→ **TO DO**:
Would you filter these records and copy every line that has the word "roof"?

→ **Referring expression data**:
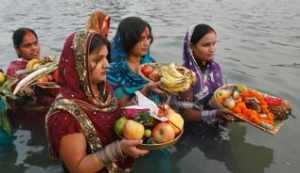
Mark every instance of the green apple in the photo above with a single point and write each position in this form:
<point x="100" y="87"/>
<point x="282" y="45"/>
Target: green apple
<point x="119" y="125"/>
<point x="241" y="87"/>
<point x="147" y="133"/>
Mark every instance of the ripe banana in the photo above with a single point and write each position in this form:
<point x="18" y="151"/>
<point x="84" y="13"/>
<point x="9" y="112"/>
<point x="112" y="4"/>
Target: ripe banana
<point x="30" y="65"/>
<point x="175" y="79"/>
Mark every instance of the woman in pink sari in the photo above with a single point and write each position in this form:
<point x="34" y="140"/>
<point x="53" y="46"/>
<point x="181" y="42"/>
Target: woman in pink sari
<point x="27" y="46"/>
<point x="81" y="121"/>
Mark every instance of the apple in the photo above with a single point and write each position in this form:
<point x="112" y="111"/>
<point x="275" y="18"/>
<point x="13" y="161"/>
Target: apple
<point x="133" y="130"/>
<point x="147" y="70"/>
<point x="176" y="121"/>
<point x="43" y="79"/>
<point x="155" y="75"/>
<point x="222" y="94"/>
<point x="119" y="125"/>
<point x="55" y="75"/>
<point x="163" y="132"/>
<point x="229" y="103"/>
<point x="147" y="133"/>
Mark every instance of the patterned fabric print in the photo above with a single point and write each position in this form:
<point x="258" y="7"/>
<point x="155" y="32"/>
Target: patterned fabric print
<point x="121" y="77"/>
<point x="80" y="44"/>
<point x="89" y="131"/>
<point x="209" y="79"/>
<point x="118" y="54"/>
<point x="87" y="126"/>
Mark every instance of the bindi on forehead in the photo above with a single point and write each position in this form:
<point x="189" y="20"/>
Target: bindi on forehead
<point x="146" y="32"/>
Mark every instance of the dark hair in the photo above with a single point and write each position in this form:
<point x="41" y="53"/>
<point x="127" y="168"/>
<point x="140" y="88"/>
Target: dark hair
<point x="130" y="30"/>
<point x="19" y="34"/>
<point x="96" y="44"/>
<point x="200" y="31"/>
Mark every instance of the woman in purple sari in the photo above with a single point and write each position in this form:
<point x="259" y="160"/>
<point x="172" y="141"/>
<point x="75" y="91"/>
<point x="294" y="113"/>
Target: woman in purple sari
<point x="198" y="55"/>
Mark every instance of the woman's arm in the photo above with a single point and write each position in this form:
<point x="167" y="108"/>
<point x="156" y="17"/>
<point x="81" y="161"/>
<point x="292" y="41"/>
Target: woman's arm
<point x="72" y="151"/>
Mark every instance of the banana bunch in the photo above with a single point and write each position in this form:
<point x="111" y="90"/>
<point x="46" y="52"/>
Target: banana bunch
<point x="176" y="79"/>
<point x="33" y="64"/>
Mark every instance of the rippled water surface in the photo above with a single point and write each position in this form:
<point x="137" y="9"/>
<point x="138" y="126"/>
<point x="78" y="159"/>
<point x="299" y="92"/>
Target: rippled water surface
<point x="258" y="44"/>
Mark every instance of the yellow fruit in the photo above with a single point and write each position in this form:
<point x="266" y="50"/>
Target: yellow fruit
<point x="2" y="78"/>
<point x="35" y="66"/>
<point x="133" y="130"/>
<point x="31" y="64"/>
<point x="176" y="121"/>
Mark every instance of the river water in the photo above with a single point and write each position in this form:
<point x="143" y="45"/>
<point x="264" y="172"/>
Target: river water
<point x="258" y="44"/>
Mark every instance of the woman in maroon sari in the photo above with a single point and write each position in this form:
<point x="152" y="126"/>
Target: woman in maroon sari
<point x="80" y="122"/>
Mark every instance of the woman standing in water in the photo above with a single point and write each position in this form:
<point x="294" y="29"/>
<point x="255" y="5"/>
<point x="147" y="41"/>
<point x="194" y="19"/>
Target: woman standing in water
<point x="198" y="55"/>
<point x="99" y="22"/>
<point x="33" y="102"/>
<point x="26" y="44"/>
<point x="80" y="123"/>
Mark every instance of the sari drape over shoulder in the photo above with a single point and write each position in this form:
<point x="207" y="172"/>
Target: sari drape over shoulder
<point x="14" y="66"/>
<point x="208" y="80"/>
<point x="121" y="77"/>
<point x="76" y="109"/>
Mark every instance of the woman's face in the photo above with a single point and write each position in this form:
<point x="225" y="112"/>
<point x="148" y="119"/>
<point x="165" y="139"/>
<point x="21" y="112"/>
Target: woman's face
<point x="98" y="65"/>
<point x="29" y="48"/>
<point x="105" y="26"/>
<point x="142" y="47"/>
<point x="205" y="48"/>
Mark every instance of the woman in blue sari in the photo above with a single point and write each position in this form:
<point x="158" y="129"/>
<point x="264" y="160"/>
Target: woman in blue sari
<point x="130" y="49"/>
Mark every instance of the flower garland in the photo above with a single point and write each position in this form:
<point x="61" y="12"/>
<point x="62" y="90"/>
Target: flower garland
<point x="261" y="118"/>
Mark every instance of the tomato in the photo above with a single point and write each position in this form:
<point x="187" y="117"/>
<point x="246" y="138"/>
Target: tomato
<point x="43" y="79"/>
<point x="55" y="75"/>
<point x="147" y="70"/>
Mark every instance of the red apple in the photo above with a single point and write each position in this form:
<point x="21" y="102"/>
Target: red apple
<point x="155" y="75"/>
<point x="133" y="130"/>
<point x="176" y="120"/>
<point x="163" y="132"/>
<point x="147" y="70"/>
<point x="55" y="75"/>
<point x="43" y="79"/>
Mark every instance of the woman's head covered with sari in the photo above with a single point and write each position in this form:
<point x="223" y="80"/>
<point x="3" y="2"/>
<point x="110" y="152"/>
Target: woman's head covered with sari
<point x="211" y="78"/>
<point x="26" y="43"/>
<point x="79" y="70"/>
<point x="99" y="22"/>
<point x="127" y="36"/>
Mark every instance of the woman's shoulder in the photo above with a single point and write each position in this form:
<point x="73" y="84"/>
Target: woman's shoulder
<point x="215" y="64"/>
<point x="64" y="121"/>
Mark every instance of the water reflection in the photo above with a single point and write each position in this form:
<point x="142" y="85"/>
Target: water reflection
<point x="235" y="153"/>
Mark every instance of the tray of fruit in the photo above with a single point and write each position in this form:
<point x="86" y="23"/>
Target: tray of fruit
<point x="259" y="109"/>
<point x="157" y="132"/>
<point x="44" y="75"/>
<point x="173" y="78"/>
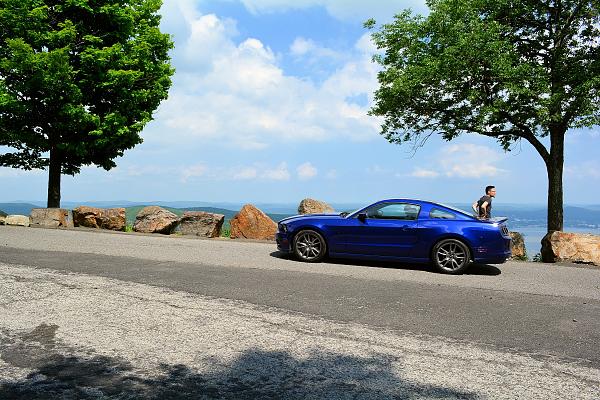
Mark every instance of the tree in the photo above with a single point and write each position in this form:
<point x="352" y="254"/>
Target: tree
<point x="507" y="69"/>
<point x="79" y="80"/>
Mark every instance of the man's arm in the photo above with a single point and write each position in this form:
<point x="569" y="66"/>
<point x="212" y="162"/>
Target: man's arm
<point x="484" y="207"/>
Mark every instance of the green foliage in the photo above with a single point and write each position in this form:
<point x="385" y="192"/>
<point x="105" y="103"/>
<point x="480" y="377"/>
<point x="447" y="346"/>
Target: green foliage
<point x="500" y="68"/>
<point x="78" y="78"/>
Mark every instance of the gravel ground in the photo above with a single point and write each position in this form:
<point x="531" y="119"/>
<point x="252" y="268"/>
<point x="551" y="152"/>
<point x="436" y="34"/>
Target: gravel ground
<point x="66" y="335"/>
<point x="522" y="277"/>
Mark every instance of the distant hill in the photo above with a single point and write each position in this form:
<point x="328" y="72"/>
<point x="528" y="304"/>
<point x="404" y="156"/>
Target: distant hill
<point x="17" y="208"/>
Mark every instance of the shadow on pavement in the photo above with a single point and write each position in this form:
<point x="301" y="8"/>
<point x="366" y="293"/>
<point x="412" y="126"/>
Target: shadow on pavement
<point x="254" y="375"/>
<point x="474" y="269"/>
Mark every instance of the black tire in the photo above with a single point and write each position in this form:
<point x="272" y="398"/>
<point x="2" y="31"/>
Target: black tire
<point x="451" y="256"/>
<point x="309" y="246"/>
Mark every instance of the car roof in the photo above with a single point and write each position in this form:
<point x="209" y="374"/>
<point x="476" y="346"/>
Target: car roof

→ **ANSWER BOX**:
Mark every instance of the car roof in the photo above with a single point and write each position in this form:
Target: car roof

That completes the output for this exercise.